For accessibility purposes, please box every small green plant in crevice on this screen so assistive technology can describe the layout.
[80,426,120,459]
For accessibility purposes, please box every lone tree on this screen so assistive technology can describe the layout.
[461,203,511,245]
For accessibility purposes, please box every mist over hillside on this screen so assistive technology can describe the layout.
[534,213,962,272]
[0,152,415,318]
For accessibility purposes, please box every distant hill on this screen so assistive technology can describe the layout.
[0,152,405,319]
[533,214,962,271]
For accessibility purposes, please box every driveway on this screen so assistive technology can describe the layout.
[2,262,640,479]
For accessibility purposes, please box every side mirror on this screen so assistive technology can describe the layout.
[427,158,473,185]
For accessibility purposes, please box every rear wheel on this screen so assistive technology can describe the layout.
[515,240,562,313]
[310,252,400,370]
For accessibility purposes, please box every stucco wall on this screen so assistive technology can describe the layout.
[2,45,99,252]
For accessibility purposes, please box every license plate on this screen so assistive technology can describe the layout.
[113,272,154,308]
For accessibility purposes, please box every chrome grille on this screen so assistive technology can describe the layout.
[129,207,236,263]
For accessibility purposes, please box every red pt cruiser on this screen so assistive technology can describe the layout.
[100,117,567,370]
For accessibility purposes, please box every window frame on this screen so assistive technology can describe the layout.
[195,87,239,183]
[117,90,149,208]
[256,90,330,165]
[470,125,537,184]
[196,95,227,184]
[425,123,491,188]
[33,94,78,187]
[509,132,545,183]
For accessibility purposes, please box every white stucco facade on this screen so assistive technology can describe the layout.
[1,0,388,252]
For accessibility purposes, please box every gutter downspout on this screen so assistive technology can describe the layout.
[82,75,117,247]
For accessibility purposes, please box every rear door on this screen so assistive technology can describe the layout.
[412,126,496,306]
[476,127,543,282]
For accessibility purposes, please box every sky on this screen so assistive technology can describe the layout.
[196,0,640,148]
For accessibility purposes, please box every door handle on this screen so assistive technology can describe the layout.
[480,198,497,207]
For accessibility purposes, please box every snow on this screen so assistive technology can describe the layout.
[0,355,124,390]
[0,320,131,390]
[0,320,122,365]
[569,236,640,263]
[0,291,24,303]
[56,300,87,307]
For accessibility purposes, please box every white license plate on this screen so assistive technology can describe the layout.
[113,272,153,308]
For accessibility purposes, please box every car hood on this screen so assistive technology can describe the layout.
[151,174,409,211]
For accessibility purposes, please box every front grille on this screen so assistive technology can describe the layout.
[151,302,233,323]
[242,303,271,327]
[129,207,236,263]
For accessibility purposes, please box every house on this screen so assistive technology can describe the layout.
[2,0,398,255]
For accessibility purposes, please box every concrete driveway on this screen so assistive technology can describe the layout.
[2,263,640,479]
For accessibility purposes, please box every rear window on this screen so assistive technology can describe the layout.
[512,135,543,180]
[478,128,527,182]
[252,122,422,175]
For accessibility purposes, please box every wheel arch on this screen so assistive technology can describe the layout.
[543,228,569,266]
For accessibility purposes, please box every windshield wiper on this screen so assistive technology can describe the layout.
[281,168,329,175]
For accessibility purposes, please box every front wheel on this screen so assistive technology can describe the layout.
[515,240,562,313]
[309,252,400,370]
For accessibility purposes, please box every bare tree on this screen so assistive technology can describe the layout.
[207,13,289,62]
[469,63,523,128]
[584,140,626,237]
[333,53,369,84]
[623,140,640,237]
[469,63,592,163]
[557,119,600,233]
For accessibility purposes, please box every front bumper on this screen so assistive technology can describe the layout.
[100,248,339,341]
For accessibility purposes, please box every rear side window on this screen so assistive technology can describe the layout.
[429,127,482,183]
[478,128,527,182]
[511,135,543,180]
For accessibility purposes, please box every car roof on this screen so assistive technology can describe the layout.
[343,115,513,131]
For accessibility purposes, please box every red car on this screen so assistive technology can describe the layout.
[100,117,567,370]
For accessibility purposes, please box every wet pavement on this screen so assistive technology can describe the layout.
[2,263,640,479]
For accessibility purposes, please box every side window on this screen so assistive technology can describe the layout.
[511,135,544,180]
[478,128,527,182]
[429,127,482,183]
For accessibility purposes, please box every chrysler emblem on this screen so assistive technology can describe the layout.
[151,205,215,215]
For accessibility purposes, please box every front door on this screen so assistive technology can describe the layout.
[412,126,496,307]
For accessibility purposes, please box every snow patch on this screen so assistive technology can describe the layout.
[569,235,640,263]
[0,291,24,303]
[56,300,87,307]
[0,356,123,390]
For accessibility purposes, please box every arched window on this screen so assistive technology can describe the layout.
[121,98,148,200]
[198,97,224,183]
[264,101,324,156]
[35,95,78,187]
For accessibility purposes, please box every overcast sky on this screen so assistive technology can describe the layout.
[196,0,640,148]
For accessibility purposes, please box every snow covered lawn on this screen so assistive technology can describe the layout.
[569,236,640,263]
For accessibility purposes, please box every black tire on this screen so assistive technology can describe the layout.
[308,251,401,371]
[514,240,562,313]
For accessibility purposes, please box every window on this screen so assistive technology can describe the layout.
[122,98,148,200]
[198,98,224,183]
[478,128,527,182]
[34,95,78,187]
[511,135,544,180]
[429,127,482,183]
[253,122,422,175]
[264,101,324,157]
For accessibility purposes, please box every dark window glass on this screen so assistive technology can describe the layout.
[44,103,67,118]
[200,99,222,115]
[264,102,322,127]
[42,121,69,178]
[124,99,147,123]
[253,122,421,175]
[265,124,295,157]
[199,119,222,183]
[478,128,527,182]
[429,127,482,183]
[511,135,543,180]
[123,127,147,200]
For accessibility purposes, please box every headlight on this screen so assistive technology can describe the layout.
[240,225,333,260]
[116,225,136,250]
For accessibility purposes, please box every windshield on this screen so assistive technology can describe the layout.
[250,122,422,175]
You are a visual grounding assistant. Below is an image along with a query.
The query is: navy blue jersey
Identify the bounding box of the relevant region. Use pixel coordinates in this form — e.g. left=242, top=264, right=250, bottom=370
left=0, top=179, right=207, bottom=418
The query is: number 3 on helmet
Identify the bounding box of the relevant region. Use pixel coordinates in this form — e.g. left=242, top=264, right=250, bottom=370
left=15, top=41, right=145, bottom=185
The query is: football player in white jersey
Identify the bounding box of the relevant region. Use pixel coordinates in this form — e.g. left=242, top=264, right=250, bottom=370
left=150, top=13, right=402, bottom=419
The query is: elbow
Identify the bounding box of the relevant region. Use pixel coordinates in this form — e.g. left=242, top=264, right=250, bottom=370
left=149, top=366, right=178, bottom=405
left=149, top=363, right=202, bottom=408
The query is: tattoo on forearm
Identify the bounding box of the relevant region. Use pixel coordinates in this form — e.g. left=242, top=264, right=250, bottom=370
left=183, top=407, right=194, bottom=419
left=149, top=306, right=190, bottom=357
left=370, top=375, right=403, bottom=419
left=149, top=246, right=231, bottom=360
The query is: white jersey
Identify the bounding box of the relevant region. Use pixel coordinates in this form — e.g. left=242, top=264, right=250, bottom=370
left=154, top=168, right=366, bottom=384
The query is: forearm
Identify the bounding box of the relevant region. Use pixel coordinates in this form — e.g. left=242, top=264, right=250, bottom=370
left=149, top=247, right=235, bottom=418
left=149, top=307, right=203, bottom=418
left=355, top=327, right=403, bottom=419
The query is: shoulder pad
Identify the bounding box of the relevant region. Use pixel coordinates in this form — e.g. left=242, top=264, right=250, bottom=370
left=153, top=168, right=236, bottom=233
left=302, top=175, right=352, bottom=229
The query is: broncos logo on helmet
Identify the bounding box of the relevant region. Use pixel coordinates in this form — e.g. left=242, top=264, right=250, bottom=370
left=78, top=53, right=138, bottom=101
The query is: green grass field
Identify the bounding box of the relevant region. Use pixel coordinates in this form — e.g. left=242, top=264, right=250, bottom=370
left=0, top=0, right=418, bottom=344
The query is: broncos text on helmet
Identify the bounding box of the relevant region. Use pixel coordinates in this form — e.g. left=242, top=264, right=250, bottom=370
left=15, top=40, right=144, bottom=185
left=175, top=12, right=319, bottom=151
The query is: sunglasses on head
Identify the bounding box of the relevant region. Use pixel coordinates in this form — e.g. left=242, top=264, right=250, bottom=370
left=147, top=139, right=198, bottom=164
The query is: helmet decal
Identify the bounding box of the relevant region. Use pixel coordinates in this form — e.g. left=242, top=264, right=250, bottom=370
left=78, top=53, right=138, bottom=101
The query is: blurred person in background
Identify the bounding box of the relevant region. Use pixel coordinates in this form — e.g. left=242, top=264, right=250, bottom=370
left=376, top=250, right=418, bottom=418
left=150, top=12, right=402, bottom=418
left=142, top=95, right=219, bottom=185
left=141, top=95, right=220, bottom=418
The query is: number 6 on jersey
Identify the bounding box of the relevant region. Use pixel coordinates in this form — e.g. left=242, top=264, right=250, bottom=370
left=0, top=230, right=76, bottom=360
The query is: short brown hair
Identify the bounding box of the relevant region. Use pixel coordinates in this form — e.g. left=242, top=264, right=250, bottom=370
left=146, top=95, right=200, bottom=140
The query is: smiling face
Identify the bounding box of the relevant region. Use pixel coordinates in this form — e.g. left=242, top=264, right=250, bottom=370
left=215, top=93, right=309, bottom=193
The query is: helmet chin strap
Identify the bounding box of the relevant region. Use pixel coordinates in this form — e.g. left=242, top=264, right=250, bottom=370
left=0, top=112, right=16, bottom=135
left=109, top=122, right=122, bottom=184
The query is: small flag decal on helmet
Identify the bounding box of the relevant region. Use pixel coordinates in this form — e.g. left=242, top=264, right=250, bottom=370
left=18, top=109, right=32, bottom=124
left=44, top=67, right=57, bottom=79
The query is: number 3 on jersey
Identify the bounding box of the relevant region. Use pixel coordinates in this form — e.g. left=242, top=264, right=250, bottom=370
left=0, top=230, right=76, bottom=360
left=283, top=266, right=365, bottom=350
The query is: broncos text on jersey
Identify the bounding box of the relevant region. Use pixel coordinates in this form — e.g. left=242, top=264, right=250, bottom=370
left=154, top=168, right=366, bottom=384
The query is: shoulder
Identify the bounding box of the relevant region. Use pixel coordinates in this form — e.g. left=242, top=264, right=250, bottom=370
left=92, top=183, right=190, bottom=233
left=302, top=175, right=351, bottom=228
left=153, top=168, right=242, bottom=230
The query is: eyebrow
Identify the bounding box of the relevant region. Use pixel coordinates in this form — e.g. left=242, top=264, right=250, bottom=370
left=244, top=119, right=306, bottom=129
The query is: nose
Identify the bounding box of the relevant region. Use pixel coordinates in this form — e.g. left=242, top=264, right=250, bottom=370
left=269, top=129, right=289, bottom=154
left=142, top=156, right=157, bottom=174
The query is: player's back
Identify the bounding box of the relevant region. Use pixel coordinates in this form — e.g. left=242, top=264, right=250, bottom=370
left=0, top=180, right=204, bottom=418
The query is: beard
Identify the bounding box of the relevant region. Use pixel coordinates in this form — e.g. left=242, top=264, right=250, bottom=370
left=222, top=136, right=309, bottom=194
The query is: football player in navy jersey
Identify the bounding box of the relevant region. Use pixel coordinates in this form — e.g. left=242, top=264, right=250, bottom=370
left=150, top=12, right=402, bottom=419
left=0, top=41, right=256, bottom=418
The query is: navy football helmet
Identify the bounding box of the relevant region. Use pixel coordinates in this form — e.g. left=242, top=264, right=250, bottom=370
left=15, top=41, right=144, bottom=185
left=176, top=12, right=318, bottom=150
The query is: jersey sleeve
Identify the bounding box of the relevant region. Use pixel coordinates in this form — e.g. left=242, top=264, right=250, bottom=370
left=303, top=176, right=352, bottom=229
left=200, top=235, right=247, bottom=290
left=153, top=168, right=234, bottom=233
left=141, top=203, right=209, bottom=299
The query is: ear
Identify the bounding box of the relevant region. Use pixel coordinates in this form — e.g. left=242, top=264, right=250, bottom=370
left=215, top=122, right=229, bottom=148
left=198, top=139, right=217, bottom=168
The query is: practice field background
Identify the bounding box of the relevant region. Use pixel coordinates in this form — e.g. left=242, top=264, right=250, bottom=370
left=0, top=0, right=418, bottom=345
+++
#### EXERCISE TASK
Rewrite everything from the line containing "For accessibility purposes, please box every white license" down to the line containing "[151,174,409,211]", putting "vehicle hood" in place of "car hood" and keeping the rest unchanged.

#### SOLUTION FOR THIS PROBLEM
For accessibility purposes, please box every white license plate on this screen so assistive technology can describe the layout.
[113,272,153,308]
For accessibility purposes, please box every vehicle hood on this screen so assistive technology can describe the layout.
[151,174,409,211]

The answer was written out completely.